JOB A
Answer these about the modeling_utils.py patch:
(i) Which two tools was the code reformatted according to?
(ii) How many insertions and how many deletions does the patch report?
(iii) What return type does the patch add to get_extended_attention_mask?
JOB B
Please reproduce everything in the modeling_utils.py patch from "From e19b978151419fe0756ba852b145fccfc96dbeb4 Mon" down to "skipped internal methods.".
JOB C
Carry the modeling_utils.py type-hint patch further, starting right after its last line.
──────── PASSAGE SHOWN
From e19b978151419fe0756ba852b145fccfc96dbeb4 Mon Sep 17 00:00:00 2001
From: Bijay Gurung <bijay@fusemachines.com>
Date: Sat, 23 May 2020 04:55:22 +0545
Subject: [PATCH] Add Type Hints to modeling_utils.py Closes #3911 (#3948)

* Add Type Hints to modeling_utils.py Closes #3911

Add Type Hints to methods in `modeling_utils.py`

Note: The coverage isn't 100%. Mostly skipped internal methods.

* Reformat according to `black` and `isort`

* Use typing.Iterable instead of Sequence

* Parameterize Iterable by its generic type

* Use typing.Optional when None is the default value

* Adhere to style guideline

* Update src/transformers/modeling_utils.py

* Update src/transformers/modeling_utils.py

Co-authored-by: Julien Chaumond <chaumond@gmail.com>
---
 src/transformers/modeling_utils.py | 72 +++++++++++++++++-------------
 1 file changed, 41 insertions(+), 31 deletions(-)

diff --git a/src/transformers/modeling_utils.py b/src/transformers/modeling_utils.py
index 7cd0df9552..84d415d05d 100644
--- a/src/transformers/modeling_utils.py
+++ b/src/transformers/modeling_utils.py
@@ -17,7 +17,7 @@
 import inspect
 import logging
 import os
-from typing import Callable, List, Tuple
+from typing import Callable, Dict, Iterable, List, Optional, Tuple
 
 import torch
 from torch import Tensor, device, dtype, nn
@@ -164,7 +164,7 @@ class ModuleUtilsMixin:
 
         return encoder_extended_attention_mask
 
-    def get_extended_attention_mask(self, attention_mask: Tensor, input_shape: tuple, device: device):
+    def get_extended_attention_mask(self, attention_mask: Tensor, input_shape: Tuple, device: device) -> Tensor:
         """Makes broadcastable attention mask and causal mask so that future and maked tokens are ignored.
────────────────
──────── SUPPLIED INFORMATION
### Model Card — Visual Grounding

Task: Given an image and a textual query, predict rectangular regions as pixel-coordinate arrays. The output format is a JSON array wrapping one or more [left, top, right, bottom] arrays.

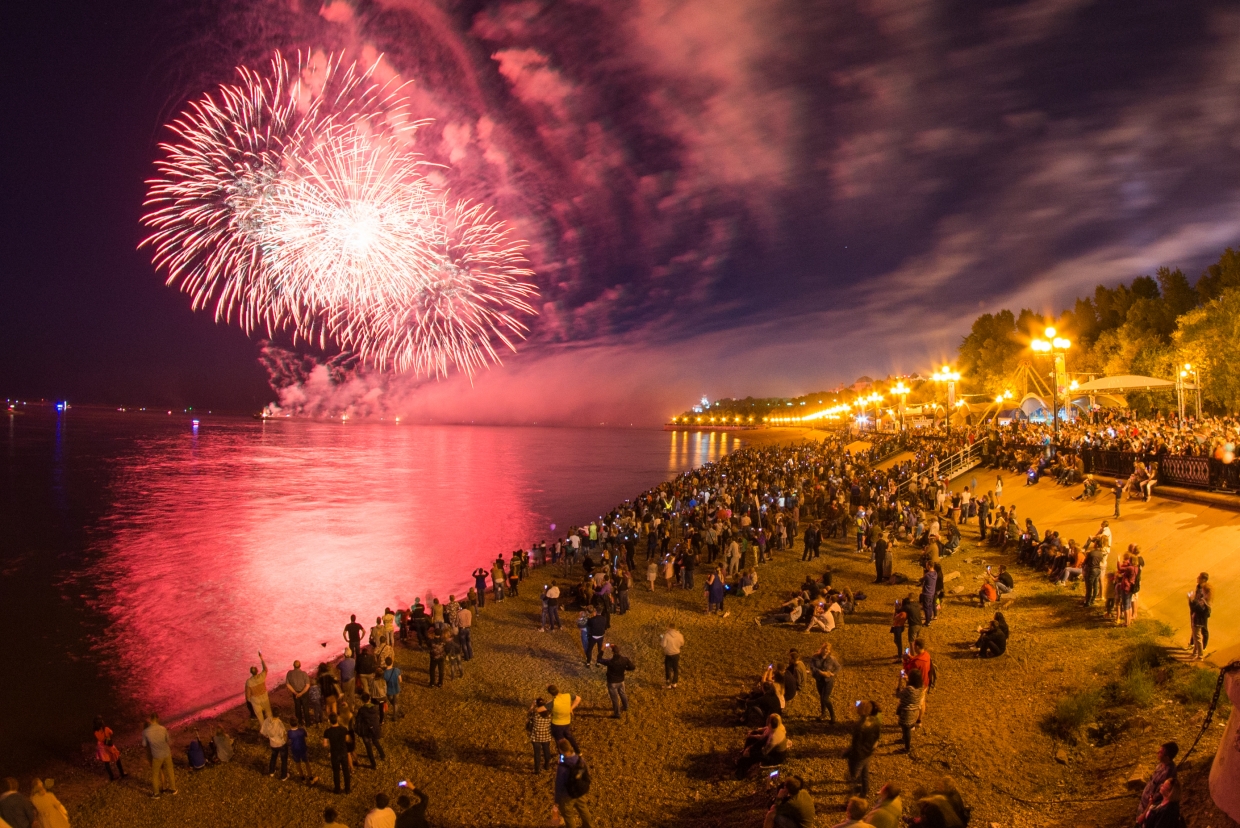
────────────────
WRITTEN ANSWER A
(i) `black` and `isort`
(ii) 41 insertions and 31 deletions
(iii) Tensor

WRITTEN ANSWER B
From e19b978151419fe0756ba852b145fccfc96dbeb4 Mon Sep 17 00:00:00 2001
From: Bijay Gurung <bijay@fusemachines.com>
Date: Sat, 23 May 2020 04:55:22 +0545
Subject: [PATCH] Add Type Hints to modeling_utils.py Closes #3911 (#3948)

* Add Type Hints to modeling_utils.py Closes #3911

Add Type Hints to methods in `modeling_utils.py`

Note: The coverage isn't 100%. Mostly skipped internal methods.

WRITTEN ANSWER C
 
         Arguments:
@@ -208,7 +208,7 @@ class ModuleUtilsMixin:
         extended_attention_mask = (1.0 - extended_attention_mask) * -10000.0
         return extended_attention_mask
 
-    def get_head_mask(self, head_mask, num_hidden_layers, is_attention_chunked=False):
+    def get_head_mask(self, head_mask: Tensor, num_hidden_layers: int, is_attention_chunked: bool = False) -> Tensor:
         """
         # Prepare head mask if needed
         # 1.0 in head_mask indicate we keep the head
@@ -302,7 +302,7 @@ class PreTrainedModel(nn.Module, ModuleUtilsMixin):
         else:
             raise NotImplementedError
 
-    def set_input_embeddings(self, value):
+    def set_input_embeddings(self, value: nn.Module):
         """
         Set model's input embeddings
 
@@ -354,7 +354,7 @@ class PreTrainedModel(nn.Module, ModuleUtilsMixin):
         if hasattr(output_embeddings, "out_features") and hasattr(input_embeddings, "num_embeddings"):
             output_embeddings.out_features = input_embeddings.num_embeddings
 
-    def resize_token_embeddings(self, new_num_tokens=None):
+    def resize_token_embeddings(self, new_num_tokens: Optional[int] = None):
         """ Resize input token embeddings matrix of the model if new_num_tokens != config.vocab_size.
         Take care of tying weights embeddings afterwards if the model class has a `tie_weights()` method.
 
@@ -387,18 +387,22 @@ class PreTrainedModel(nn.Module, ModuleUtilsMixin):
         self.set_input_embeddings(new_embeddings)
         return self.get_input_embeddings()
 
-    def _get_resized_embeddings(self, old_embeddings, new_num_tokens=None):
+    def _get_resized_embeddings(
+        self, old_embeddings: torch.nn.Embedding, new_num_tokens: Optional[int] = None
+    ) -> torch.nn.Embedding:
         """ Build a resized Embedding Module from a provided token Embedding Module.
             Increasing the size will add newly initialized vectors at the end
             Reducing the size will remove vectors from the end
 
         Args:
+            old_embeddings: ``torch.nn.Embedding``
+                Old embeddings to be resized.
             new_num_tokens: (`optional`) int
                 New number of tokens in the embedding matrix.
                 Increasing the size will add newly initialized vectors at the end
                 Reducing the size will remove vectors from the end
                 If not provided or None: return the provided token Embedding Module.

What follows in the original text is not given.